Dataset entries
┄┄┄┄┄┄
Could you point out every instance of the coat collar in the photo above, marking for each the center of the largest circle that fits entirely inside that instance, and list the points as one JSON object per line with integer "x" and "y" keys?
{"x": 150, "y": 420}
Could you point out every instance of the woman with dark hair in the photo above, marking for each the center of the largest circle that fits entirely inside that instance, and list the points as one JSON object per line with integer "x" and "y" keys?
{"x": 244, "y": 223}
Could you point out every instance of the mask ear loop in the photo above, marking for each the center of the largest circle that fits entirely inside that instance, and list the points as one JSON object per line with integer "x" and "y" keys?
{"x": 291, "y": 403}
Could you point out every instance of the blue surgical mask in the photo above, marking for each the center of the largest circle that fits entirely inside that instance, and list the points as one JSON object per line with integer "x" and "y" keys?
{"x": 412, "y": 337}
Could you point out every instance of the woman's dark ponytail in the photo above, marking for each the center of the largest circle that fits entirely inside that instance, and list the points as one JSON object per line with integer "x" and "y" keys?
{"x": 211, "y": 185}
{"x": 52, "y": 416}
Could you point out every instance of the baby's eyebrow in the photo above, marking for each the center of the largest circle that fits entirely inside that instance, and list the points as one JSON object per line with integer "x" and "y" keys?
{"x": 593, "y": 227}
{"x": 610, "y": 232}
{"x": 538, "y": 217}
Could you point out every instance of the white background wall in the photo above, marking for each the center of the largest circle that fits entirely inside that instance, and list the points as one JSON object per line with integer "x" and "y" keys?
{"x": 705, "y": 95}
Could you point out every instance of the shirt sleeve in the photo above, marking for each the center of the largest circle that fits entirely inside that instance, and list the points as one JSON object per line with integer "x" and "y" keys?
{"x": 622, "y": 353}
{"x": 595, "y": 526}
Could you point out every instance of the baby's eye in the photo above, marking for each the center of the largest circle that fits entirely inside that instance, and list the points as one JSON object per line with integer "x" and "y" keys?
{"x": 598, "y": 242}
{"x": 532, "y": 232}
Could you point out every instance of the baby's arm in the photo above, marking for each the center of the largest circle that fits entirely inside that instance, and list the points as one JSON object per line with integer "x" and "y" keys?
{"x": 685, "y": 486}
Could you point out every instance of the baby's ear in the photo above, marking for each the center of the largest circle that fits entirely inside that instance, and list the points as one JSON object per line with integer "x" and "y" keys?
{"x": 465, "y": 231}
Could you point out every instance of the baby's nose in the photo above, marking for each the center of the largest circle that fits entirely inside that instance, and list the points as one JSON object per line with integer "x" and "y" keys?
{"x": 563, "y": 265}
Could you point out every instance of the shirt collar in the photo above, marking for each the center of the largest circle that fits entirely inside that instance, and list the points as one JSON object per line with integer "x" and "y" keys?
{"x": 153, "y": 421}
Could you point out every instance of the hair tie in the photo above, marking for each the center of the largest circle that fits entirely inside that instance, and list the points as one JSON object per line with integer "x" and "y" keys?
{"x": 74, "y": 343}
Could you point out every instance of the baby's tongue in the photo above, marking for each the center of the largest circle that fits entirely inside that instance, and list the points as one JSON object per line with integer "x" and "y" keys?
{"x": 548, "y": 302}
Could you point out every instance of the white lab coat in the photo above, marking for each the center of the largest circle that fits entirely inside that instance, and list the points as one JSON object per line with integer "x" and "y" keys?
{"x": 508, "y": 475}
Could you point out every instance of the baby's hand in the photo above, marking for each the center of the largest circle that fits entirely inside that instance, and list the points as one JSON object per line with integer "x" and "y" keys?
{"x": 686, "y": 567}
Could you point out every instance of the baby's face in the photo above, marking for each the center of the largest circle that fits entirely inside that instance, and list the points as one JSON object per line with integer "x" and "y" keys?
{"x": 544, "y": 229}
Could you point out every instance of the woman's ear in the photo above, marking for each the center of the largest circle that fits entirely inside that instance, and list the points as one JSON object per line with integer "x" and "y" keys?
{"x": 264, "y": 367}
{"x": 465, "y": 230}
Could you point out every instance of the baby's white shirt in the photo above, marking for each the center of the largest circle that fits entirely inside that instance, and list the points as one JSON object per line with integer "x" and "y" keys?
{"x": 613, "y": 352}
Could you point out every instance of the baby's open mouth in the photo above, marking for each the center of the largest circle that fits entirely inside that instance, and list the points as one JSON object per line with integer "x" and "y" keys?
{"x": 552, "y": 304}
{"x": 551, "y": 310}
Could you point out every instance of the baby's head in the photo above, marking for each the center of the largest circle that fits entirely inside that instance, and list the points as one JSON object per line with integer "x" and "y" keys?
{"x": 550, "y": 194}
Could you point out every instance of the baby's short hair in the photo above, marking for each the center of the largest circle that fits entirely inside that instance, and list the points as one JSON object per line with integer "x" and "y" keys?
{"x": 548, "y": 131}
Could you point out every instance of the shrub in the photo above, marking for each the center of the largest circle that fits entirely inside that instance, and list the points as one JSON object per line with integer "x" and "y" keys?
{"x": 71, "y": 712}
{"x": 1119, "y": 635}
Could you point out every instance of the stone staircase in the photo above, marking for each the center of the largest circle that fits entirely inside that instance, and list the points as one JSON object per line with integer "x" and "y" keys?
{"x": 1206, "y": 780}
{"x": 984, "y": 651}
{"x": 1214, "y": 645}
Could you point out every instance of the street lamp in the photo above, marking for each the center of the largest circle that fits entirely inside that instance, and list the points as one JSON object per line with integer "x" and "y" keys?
┄┄┄┄┄┄
» Task goal: The records above should be set down again word for word.

» Result of this task:
Could you point out every instance of the coat collar in the photo above, marking for each the center of the largest circle that fits entirely inside that instance, and list the points as one JSON object per line with integer "x" and "y" keys?
{"x": 150, "y": 420}
Could you point out every instance of the woman with dark hair in the photo above, marking for each the center of the largest circle that fits entirely inside that instance, and list the points as one JSON object per line with integer "x" and "y" keys?
{"x": 244, "y": 223}
Could you point out every instance of the mask ear loop in the photo above, marking for each the center of the largest circle that fits entirely inside that instance, and list the points as one JSON object per line with integer "x" and "y" keys?
{"x": 291, "y": 403}
Could you point out every instance of the blue surgical mask in the photo above, marking for each the center of the largest circle that fits entirely inside that instance, and list the points as one JSON object per line with integer "x" and "y" keys?
{"x": 412, "y": 337}
Could you point out every instance of the woman's dark ponytail in the photo above, marking for each the center of the largest circle that fits entirely inside that instance, and list the points as one JSON object per line with integer "x" and "y" keys?
{"x": 211, "y": 185}
{"x": 52, "y": 416}
Could you point out every instance of the baby's eyebrow in the photo above, marking for each the center of the largest circle that fits entirely inside that instance, and list the points as one JSON object per line with integer "x" and "y" keys?
{"x": 593, "y": 227}
{"x": 610, "y": 232}
{"x": 538, "y": 217}
Could you point out every instance of the white background wall in the photo above, marking for each the center of the largest circle that fits entirely inside that instance, and list the points as one JSON object per line with integer "x" and "y" keys?
{"x": 705, "y": 95}
Could you point out every instance of the shirt sleeve in the photo above, marking for each the center of the largest circle that fits entirely inside that instance, and list the points as one JSON object per line with integer "x" and "y" keys?
{"x": 622, "y": 353}
{"x": 595, "y": 526}
Could you point out every instance of the baby's eye in the photo above, marking for each the center of the largest circle that fits entirely inside that instance, and list the points as one JSON object per line with integer "x" and "y" keys?
{"x": 598, "y": 242}
{"x": 532, "y": 232}
Could you point out every instance of the baby's arm in the photo above, marking for each the center of the largest circle that fits entirely inside that instance, and list the points as one JSON object per line with integer "x" and "y" keys?
{"x": 685, "y": 486}
Could you point out every instance of the baby's ear in the photo above, marking for each the center of the largest circle that fits entirely inside that instance, and list the points as one JSON object per line with integer "x" and "y" keys?
{"x": 465, "y": 231}
Could you point out every instance of the baby's nose in the photo above, marking for each the center of the largest circle that fits entirely inside that instance, and list the points as one JSON object per line with integer "x" and "y" keys?
{"x": 563, "y": 265}
Could you point out every instance of the shirt collar in the photo above, marking for each the center of the largest circle that fits entirely inside that instance, and list the points as one JSON object per line with integer "x" and "y" keys?
{"x": 153, "y": 421}
Could you point out every instance of the hair tie in the photo above, marking for each the center of the largest circle that fits entirely inside that instance, and list the points as one JSON object per line with integer "x" and "y" keys?
{"x": 74, "y": 343}
Could you point out every instance of the baby's tongue in the photo above, marking for each the center of the largest circle that fits entirely inside that instance, and list the points as one JSON object per line with integer "x" and "y" keys?
{"x": 548, "y": 302}
Could you point out every instance of the white lab coat in the photo above, marking for each the center of the largest circle that fits entirely inside that instance, and list the points as one JSON object per line with integer "x" and "y" keys?
{"x": 508, "y": 475}
Could you point out every instance of the baby's hand in the photo above, marking for each the center of the largest circle that fits entirely inside that instance, and list the points as one JSON object per line with integer "x" and "y" keys?
{"x": 686, "y": 567}
Could you point out every instance of the baby's face in the photo above, marking for each the center of the largest circle that fits entirely inside that instance, and list the points as one JSON object per line with integer "x" and "y" keys?
{"x": 544, "y": 229}
Could you point out every instance of the woman's ear in the photo above, marking for each the center of the largest circle that fits entirely inside that instance, and list the points as one JSON object per line with integer "x" and "y" keys?
{"x": 264, "y": 367}
{"x": 465, "y": 230}
Could you point out every instance of the baby's white shirt in the photo above, marking for each the center of the largest circle that fits entirely inside that instance, and list the points as one JSON object per line with integer "x" and "y" keys?
{"x": 613, "y": 352}
Could you point out every instance of the baby's open mouth in the photo above, marking for each the center of the largest circle that fits entirely inside that instance, and list the points as one JSON object per line with integer "x" and "y" keys?
{"x": 552, "y": 304}
{"x": 551, "y": 310}
Could you point out every instance of the baby's head in the photo above, marking for each the center of the largest circle that fits entirely inside that instance, and list the points as one JSON object per line with integer "x" and "y" keys?
{"x": 550, "y": 194}
Could you point out every instance of the baby's short hair in the photo above, marking for each the center of the largest circle that fits entirely inside that instance, and list the points as one JSON object per line with integer "x" and "y" keys?
{"x": 548, "y": 131}
Could you point out every instance of the shrub in the photo above, marking for each the center of the largest circle that fits entirely inside that instance, and list the points as one JSON object per line with integer "x" and "y" keys?
{"x": 71, "y": 712}
{"x": 1119, "y": 635}
Could you point out every instance of the stone staircase in the photo above, marking for each the center of the largest circle that fits entirely inside that instance, and list the points as one JSON object per line with integer "x" and "y" keys?
{"x": 1206, "y": 780}
{"x": 984, "y": 651}
{"x": 1214, "y": 645}
Could you point out every instance of the street lamp in the photo above, marking for each the center of the largest circle that fits entirely inside that instance, and list the points as one JSON object per line with integer "x" and "y" keys?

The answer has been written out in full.